# [Objectif de l'exercice]
Recopiez à l'identique chaque ligne des données ci-dessous, du début à la fin.

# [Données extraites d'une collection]
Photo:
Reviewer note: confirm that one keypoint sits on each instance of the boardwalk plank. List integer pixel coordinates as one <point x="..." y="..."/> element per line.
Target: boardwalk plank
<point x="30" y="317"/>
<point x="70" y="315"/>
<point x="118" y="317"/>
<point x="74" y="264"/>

# [Réponse finale]
Photo:
Reviewer note: confirm that one keypoint sits on each instance of the boardwalk plank. List integer pixel coordinates as one <point x="..." y="..."/> element per line.
Target: boardwalk plank
<point x="30" y="317"/>
<point x="70" y="315"/>
<point x="118" y="317"/>
<point x="74" y="264"/>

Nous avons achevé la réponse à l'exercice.